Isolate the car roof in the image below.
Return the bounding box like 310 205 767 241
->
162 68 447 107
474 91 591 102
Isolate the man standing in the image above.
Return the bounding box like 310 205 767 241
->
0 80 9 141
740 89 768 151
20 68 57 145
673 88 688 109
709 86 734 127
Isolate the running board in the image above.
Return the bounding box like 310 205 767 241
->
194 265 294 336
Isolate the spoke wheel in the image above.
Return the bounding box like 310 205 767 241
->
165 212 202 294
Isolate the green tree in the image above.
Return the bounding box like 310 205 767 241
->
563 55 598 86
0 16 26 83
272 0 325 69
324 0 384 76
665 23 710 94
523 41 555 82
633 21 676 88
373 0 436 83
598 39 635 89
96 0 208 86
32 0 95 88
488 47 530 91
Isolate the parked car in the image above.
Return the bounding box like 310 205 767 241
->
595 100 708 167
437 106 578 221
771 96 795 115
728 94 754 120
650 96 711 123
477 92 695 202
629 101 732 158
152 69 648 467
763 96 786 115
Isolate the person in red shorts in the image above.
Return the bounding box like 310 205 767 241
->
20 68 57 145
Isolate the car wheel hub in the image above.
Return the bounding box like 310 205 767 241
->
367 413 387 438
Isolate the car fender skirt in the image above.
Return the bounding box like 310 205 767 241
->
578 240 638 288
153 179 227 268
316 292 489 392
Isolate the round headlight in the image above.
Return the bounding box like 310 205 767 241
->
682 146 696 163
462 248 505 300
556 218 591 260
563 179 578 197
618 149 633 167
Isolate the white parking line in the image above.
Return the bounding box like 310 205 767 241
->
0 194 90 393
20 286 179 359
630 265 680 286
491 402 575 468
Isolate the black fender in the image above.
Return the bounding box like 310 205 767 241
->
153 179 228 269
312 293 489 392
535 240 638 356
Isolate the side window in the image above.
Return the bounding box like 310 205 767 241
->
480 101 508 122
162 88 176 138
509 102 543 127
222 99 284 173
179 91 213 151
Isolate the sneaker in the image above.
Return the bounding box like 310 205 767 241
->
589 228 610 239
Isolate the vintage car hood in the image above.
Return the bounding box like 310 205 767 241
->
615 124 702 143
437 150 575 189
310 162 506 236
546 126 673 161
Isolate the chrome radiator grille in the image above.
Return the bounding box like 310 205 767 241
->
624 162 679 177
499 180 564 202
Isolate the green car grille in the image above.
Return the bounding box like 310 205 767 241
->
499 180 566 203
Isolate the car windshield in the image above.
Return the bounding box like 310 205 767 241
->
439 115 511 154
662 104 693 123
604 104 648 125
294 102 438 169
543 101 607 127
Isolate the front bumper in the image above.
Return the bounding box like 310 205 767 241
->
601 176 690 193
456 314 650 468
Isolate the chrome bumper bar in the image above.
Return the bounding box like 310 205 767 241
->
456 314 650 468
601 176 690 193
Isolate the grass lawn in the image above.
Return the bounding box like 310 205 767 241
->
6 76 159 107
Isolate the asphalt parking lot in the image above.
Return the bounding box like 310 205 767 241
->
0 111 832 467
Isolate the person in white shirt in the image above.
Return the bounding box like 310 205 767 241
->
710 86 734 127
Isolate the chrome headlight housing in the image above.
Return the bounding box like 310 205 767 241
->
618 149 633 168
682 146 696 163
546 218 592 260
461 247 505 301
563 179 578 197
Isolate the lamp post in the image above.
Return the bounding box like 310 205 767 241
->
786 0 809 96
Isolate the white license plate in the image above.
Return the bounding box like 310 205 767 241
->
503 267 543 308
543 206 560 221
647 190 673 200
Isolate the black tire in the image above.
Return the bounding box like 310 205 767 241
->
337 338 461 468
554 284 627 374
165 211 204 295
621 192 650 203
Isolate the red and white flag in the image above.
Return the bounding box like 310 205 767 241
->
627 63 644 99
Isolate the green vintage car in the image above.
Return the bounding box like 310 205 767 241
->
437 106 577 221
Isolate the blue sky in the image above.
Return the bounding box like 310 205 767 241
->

+ + + + + + +

* **Description of the task**
Copy out the entire listing above line for line, changing nothing.

* **Answer for this exercise**
Isolate the car roof in the image below.
Return the bounding box like 310 205 767 241
->
162 68 447 107
474 91 591 102
Isolate the man standing in the image above.
Return the bounding box like 310 205 767 241
->
0 80 9 141
740 89 768 151
20 68 57 145
673 88 688 109
709 86 734 127
Isolate the running board in the image above.
Return the bounding box like 310 205 767 241
->
194 265 294 336
Isolate the spoke wheel in the image above.
Return the bounding box like 310 205 767 241
->
165 212 202 294
Isolate the green tree in the image above.
Return the bounding box like 310 205 767 241
->
563 55 598 86
0 16 26 83
272 0 325 69
324 0 384 76
665 23 710 94
523 41 555 82
633 21 676 88
373 0 436 83
598 39 635 89
96 0 208 86
32 0 95 88
488 47 530 91
Isolate the parked car in the image above.
Return the bounding box like 310 205 767 241
->
595 100 708 167
437 106 578 221
771 96 795 115
728 94 754 120
650 96 711 123
477 92 695 202
629 101 732 158
152 69 648 467
763 96 786 115
Isolate the person in red shorts in the image above.
Return the bounding box like 310 205 767 241
->
20 68 57 145
Isolate the car wheel hub in the image above.
Return the bounding box like 310 205 767 241
->
367 413 387 438
Isolate the car fender skirt in the image above.
Return the bounding box like 310 205 767 241
->
578 240 638 288
153 179 227 268
316 292 489 392
Isolate the round headlight in the image above.
Return the bounding box like 310 205 767 241
->
682 146 696 163
462 248 505 300
556 218 591 260
563 179 578 197
618 149 633 167
Isolate the white parking line in the image above.
Return the bounding box like 310 205 767 241
->
0 194 90 393
20 286 179 359
630 265 680 286
491 402 575 468
Isolate the black fender in the image above.
Return the bounding box like 310 205 767 241
->
153 179 228 269
312 293 489 392
535 240 638 356
Isolate the side window in the image above.
Return the bounding box like 310 205 767 241
->
480 101 508 122
162 88 176 138
509 102 543 127
222 99 284 173
179 91 213 151
Isolate the sneaker in the image above.
Return the bounding box like 310 205 767 241
->
589 228 610 239
Isolate the vintage car hood in the image above.
Return the bounding box like 310 205 767 241
->
615 124 702 143
437 150 575 189
310 162 506 236
546 126 673 161
Isolate the chrome radiator grille in the image above.
Return the bounding box like 310 205 767 241
->
624 162 679 177
499 180 564 202
Isolate the green car grille in the image above.
Return the bounding box like 310 205 767 241
->
499 180 566 203
Isolate the car windshield in the image above.
Return the bounding box like 310 205 767 241
->
439 115 511 154
662 104 693 123
604 104 648 125
294 102 438 169
543 101 607 127
Isolate the front bumper in the image above.
Return the bounding box like 310 205 767 241
->
601 176 690 193
456 314 650 468
Isolate the chrome bumper bar in the image above.
Return the bounding box like 310 205 767 241
->
456 314 650 468
601 176 690 193
Isolate the grass lawn in the image above.
Return the bounding box like 310 205 767 241
->
6 76 159 107
Isolate the asphalt parking lot in the image above.
Return the bounding box like 310 205 767 241
->
0 111 832 467
Isolate the person in white shirt in the image above.
Return the bounding box like 310 205 767 241
->
710 86 734 127
Isolate the chrome headlight housing in the image above.
Return the bounding box like 310 205 767 241
->
618 149 633 168
682 146 696 163
546 218 592 260
461 247 505 301
563 179 578 197
Isolate the lamp post in the image above.
Return the bounding box like 310 205 767 241
->
786 0 809 96
Isolate the white license plate in the image above.
Return the bounding box like 310 205 767 241
->
503 267 543 308
543 206 560 221
647 190 673 200
Isolate the black tire in the image above.
Return the bounding box like 310 205 767 241
->
337 338 461 468
554 284 627 374
165 211 204 295
621 192 650 203
Isolate the red and white flag in the image above.
Return the bounding box like 310 205 767 241
->
627 63 644 99
Isolate the green vintage car in the image above.
Return the bounding box like 310 205 767 241
->
437 106 577 221
Isolate the blue sky in the image above.
Return the bounding box like 310 205 767 241
->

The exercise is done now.